§ **Short exercise**: Pull out every line in the records below that contains the word "surface", and copy each of those lines in full.

§ **Records for processing**:
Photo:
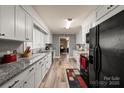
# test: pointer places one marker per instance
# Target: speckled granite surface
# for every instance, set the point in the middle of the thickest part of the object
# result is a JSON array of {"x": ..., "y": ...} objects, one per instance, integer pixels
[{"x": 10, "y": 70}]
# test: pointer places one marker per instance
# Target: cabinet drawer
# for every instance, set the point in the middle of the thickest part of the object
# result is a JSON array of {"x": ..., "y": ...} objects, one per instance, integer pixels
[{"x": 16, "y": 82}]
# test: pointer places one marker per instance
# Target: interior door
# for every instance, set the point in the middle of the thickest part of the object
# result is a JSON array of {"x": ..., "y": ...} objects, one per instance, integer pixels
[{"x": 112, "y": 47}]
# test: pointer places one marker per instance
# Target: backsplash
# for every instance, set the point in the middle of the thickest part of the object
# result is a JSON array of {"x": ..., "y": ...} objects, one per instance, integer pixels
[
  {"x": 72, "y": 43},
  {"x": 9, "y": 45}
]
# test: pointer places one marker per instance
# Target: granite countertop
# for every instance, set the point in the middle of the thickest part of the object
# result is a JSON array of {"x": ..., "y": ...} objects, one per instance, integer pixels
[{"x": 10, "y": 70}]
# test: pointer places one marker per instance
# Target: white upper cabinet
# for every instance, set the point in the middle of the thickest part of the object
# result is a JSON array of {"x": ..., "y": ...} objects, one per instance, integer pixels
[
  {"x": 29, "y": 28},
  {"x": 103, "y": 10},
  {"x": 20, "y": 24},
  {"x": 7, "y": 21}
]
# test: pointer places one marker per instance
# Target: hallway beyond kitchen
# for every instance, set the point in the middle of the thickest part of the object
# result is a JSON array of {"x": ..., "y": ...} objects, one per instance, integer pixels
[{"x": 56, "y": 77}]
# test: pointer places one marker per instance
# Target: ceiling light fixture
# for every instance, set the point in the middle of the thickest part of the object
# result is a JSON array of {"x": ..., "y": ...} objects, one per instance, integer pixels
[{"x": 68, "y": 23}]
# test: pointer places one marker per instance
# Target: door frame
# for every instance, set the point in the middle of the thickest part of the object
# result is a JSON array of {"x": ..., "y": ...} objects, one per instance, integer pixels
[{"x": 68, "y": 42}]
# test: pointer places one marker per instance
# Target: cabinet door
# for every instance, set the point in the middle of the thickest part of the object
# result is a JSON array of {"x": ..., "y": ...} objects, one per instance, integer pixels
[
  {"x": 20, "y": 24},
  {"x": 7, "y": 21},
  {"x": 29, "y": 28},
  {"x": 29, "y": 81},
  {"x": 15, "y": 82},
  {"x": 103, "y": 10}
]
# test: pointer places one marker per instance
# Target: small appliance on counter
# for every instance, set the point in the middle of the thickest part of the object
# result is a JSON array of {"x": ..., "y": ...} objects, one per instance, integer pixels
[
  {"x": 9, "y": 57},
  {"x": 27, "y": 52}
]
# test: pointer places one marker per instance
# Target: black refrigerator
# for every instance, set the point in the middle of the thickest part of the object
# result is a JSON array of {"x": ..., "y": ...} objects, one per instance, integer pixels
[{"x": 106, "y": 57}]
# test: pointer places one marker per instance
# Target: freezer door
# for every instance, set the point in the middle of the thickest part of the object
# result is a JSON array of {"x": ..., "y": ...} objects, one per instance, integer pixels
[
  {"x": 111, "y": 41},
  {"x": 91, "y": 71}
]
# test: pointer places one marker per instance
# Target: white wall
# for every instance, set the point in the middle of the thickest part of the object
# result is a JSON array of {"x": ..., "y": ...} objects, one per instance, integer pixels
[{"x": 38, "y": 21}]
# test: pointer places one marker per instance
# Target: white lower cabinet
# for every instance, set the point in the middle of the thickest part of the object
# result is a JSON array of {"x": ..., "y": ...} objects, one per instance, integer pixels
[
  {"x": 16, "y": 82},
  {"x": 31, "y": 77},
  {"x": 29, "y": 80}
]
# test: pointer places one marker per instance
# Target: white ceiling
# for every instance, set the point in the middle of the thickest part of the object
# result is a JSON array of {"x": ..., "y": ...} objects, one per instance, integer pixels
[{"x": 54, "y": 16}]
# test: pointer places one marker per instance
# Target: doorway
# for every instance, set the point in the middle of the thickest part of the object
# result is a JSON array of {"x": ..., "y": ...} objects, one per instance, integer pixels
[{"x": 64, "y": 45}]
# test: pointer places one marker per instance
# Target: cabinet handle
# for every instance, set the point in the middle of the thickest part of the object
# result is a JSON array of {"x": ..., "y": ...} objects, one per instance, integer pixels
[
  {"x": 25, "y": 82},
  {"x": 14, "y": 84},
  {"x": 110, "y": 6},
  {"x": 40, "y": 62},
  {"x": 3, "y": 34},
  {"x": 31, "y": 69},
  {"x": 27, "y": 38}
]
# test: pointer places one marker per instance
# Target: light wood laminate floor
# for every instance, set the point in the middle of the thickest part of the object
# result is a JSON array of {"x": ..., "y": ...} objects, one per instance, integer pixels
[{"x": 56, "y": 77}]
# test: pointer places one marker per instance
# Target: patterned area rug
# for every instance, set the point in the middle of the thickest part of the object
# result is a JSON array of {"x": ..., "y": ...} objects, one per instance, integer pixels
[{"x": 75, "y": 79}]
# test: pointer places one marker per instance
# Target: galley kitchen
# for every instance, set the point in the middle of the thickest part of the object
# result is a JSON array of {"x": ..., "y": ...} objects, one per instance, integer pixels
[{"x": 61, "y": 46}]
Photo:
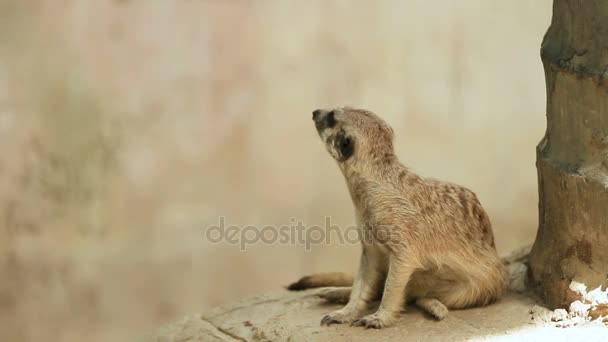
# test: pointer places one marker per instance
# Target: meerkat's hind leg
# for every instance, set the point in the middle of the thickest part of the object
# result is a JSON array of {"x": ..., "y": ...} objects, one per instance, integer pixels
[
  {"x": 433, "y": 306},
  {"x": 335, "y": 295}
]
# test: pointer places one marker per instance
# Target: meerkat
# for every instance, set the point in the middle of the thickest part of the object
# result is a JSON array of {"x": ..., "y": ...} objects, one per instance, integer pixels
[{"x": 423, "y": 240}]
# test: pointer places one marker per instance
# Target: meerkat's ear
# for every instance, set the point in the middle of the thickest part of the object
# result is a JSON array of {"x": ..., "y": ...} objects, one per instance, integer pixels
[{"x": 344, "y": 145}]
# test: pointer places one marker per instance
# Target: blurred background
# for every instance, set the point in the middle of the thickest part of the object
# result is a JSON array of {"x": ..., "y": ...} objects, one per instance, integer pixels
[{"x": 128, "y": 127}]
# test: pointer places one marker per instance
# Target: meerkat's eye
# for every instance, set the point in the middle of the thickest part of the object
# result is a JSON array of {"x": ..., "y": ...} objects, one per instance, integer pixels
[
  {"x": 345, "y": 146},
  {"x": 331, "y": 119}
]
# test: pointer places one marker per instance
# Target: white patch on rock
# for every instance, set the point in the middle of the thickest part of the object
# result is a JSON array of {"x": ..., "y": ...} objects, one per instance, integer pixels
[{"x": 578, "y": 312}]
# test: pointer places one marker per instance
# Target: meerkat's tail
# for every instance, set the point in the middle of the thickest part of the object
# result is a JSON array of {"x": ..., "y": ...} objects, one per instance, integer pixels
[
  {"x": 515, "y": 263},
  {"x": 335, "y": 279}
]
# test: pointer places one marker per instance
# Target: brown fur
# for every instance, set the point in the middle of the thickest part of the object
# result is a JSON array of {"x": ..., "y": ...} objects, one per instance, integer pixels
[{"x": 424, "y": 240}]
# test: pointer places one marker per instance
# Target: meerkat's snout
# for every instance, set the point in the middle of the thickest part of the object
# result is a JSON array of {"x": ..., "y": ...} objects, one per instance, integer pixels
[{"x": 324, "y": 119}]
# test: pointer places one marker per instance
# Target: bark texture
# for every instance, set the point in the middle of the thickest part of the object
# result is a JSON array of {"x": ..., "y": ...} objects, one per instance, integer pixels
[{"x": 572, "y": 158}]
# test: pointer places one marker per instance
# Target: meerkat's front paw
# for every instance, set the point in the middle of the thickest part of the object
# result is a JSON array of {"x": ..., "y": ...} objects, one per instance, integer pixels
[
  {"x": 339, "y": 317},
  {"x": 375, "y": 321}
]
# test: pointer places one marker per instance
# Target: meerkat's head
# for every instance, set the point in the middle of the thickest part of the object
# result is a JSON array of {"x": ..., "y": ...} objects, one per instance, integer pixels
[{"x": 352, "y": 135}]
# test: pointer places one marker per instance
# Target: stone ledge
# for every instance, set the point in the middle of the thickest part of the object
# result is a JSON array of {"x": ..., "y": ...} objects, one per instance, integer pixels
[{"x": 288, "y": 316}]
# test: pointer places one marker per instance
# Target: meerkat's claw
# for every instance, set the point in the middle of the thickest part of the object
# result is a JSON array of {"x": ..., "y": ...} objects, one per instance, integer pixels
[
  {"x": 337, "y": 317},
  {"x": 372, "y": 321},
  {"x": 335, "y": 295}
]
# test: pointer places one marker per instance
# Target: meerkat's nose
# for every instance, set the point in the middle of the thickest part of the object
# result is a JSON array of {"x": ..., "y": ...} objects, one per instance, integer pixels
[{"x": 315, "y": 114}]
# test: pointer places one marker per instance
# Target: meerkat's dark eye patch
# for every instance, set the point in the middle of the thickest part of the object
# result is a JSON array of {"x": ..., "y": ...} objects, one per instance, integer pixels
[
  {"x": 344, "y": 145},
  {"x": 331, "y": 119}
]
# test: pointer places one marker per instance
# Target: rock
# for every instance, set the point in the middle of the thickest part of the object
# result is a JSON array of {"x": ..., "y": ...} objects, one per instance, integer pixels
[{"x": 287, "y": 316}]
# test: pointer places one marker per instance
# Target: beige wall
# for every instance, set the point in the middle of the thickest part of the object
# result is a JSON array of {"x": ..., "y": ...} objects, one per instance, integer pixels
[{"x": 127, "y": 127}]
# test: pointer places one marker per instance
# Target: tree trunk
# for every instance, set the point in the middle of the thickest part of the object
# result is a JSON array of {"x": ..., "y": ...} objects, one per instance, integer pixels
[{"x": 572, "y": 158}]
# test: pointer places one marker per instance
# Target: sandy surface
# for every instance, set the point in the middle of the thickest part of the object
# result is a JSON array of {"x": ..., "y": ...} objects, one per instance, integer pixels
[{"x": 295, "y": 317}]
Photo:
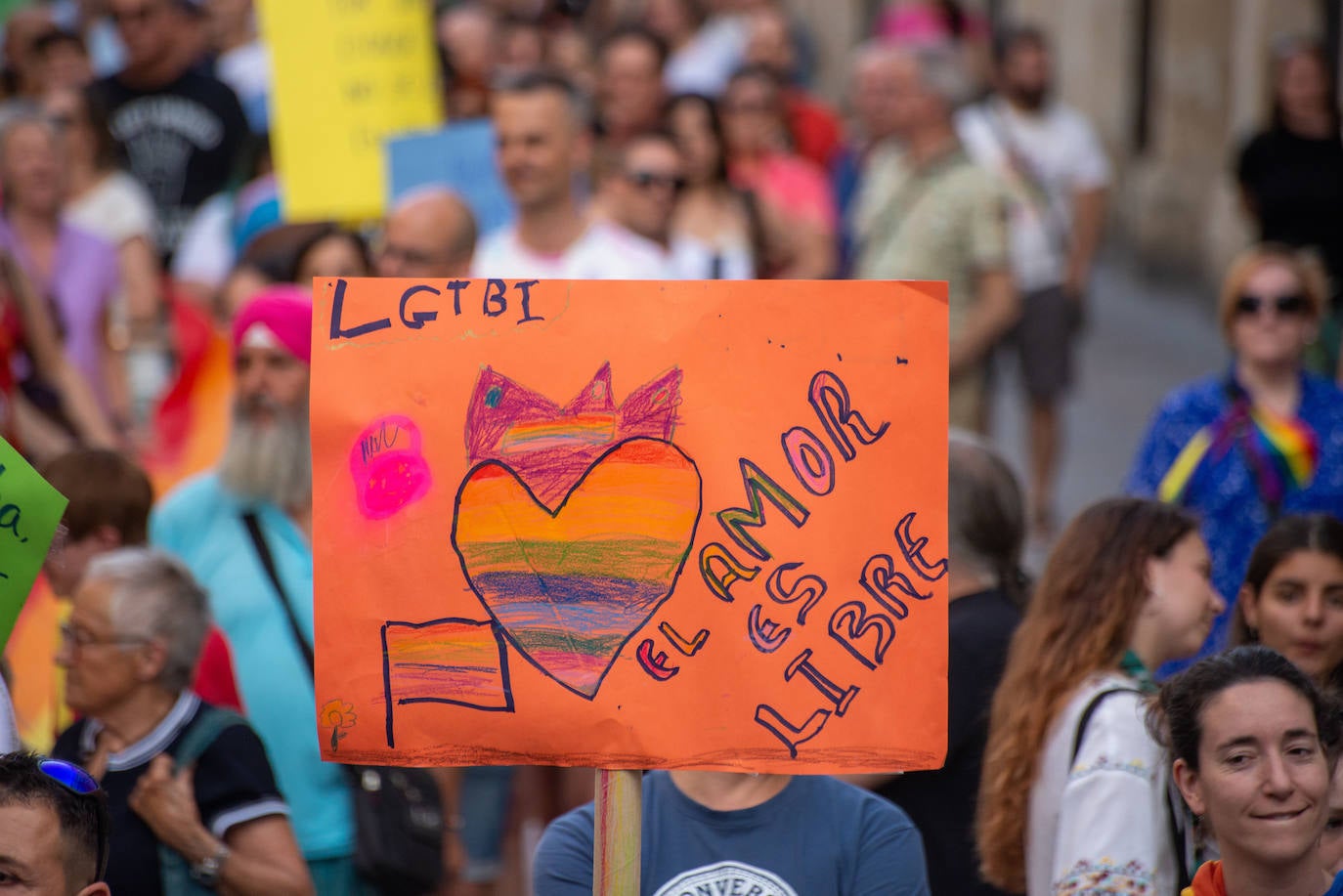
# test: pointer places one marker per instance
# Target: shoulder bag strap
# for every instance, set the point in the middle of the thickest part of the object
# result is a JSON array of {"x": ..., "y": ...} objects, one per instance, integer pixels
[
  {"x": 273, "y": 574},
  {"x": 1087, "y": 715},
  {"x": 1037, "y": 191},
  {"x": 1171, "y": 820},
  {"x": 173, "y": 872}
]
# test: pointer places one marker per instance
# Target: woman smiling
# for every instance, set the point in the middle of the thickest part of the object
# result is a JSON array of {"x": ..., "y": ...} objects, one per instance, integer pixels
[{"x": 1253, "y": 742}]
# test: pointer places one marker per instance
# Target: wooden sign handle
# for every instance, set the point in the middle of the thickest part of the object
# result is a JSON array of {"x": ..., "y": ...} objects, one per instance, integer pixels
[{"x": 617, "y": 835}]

§ **Result below**:
# Target: speckled granite surface
# Target: sandy surface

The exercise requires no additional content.